(Beginning of Materials provided)

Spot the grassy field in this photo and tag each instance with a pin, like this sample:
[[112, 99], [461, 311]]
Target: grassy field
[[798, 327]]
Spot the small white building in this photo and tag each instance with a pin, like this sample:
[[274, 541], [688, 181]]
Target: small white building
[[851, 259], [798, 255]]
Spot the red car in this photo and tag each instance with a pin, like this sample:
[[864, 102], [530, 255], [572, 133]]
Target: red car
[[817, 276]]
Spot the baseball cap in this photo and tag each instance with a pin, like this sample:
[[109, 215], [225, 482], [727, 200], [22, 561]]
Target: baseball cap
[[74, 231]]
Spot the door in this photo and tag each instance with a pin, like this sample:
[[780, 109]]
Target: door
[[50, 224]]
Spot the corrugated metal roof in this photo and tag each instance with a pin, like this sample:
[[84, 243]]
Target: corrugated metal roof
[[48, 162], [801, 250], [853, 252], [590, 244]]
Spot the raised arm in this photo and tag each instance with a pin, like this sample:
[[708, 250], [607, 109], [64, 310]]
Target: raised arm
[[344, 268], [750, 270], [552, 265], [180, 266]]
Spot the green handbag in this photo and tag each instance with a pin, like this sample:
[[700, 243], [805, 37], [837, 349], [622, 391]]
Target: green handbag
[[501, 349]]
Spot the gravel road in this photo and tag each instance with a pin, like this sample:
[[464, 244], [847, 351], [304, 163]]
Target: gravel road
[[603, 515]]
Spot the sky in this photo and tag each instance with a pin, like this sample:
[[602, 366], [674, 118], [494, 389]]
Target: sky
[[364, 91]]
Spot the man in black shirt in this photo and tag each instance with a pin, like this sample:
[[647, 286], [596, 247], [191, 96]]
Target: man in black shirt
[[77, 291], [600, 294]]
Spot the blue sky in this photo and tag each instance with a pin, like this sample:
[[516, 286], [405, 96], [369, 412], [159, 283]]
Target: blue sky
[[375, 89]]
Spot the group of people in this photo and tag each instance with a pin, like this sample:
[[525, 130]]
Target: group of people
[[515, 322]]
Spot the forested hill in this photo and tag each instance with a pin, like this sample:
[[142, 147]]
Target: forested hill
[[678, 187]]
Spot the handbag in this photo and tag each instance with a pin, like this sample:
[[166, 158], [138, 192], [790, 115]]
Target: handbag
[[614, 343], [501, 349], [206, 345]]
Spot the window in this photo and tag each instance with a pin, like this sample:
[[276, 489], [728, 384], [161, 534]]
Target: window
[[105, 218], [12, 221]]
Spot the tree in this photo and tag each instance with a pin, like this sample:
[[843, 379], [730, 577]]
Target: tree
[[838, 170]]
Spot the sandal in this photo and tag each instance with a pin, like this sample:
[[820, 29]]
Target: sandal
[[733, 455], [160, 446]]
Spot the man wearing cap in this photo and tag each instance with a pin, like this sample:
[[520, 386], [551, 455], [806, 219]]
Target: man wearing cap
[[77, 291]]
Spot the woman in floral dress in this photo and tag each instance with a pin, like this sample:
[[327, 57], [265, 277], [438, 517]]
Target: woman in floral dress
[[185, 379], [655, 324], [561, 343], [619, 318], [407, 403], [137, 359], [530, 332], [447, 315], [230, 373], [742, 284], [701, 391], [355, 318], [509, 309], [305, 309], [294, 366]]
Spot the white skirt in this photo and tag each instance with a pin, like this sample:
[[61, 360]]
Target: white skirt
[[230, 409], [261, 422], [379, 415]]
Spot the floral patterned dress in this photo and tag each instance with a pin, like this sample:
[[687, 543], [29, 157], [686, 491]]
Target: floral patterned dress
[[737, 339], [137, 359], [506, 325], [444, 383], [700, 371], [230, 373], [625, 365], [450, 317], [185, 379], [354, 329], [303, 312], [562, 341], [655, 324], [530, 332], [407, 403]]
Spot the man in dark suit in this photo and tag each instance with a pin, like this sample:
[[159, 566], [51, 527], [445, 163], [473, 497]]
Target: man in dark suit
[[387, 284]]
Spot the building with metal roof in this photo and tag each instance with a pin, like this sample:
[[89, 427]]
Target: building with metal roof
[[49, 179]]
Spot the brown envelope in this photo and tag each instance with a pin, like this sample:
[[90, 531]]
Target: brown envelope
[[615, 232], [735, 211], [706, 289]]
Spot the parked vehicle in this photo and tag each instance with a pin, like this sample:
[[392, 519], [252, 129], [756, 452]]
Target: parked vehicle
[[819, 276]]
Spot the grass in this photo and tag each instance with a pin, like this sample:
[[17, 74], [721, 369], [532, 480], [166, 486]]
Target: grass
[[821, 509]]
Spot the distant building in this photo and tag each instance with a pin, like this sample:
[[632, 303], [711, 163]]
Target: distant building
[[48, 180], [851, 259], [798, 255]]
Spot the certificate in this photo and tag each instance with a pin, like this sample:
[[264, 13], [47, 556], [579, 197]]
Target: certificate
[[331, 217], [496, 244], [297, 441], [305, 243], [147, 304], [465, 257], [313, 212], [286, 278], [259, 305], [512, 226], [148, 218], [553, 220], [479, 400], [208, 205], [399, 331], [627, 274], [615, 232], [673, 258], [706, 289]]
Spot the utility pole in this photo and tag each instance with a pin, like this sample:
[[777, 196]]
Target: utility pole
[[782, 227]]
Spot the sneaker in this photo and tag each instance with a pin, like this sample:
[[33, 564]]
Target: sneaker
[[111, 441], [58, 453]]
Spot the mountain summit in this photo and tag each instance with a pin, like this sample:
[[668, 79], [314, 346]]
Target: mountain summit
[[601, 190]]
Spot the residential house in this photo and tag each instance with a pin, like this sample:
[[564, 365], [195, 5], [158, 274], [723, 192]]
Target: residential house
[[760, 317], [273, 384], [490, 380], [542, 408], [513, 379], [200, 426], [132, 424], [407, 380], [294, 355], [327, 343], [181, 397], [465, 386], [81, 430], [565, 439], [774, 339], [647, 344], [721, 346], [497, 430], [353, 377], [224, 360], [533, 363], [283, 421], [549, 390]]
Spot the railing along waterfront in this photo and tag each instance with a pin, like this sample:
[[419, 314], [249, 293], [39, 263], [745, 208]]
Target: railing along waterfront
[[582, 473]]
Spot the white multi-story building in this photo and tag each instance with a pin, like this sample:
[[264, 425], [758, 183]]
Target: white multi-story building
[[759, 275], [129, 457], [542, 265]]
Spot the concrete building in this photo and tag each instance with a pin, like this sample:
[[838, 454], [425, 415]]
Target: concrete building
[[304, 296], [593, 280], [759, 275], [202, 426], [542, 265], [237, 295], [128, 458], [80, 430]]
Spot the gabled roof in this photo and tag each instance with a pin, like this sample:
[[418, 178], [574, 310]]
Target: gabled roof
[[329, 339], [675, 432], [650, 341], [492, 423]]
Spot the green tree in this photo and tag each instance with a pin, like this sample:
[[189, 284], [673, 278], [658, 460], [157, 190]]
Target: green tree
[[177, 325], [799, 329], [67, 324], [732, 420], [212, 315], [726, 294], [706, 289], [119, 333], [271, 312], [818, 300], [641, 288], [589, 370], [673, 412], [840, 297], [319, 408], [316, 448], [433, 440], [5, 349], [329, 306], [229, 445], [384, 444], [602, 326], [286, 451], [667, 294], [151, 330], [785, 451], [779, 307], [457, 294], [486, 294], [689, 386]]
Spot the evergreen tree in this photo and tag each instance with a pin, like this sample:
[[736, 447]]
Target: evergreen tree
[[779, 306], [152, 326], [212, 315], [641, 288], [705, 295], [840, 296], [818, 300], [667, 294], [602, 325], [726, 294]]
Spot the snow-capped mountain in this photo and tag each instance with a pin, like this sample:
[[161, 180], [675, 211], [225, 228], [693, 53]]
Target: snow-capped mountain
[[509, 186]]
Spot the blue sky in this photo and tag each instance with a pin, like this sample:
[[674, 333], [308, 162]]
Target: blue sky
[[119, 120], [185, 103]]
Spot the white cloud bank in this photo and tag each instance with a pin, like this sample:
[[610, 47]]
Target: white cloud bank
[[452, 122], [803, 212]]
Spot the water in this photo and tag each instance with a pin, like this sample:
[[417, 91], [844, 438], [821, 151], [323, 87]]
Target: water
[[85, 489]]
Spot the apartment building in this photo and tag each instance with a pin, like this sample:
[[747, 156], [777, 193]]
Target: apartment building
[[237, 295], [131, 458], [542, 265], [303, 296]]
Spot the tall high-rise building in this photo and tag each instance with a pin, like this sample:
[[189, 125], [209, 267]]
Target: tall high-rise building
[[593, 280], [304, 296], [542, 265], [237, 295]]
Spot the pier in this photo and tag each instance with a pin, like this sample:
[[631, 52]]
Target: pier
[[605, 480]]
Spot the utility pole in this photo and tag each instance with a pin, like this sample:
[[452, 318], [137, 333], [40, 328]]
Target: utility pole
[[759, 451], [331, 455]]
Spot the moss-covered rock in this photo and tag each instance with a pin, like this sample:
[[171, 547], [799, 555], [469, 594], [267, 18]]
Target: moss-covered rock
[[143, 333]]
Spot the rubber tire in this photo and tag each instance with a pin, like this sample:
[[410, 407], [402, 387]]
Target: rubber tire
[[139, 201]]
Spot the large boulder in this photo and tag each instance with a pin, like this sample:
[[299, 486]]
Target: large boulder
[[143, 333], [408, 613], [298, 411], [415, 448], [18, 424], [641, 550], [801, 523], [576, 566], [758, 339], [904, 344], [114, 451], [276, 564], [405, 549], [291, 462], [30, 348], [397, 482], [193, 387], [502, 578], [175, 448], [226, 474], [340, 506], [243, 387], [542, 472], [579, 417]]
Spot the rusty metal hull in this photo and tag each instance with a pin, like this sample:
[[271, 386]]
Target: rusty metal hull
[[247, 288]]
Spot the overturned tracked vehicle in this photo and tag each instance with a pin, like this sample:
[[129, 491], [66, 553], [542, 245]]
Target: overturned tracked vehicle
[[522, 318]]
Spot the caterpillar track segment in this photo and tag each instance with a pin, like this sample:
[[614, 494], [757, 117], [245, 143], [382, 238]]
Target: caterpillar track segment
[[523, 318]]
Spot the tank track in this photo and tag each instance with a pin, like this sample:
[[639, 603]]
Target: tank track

(End of Materials provided)

:: Exercise requirements ::
Nothing should appear in the answer except the lines above from the line with "Target: small white building" through the line with "[[84, 243]]", both included, written out exactly.

:: The completed task ::
Target: small white building
[[851, 259], [798, 255]]
Spot the red car in this photo and tag each instance with a pin, like this sample:
[[864, 102], [530, 255], [572, 133]]
Target: red car
[[817, 276]]
Spot the baseball cap in this photo and tag each instance with a pin, like this sample:
[[109, 215], [225, 482], [727, 200], [22, 561]]
Target: baseball cap
[[74, 231]]
Spot the door in this photo and tag each instance with a pin, like this sample:
[[780, 109]]
Target: door
[[50, 224]]
Spot the corrugated metal roof in this photo and tag each instance with a pin, like this sample:
[[84, 243]]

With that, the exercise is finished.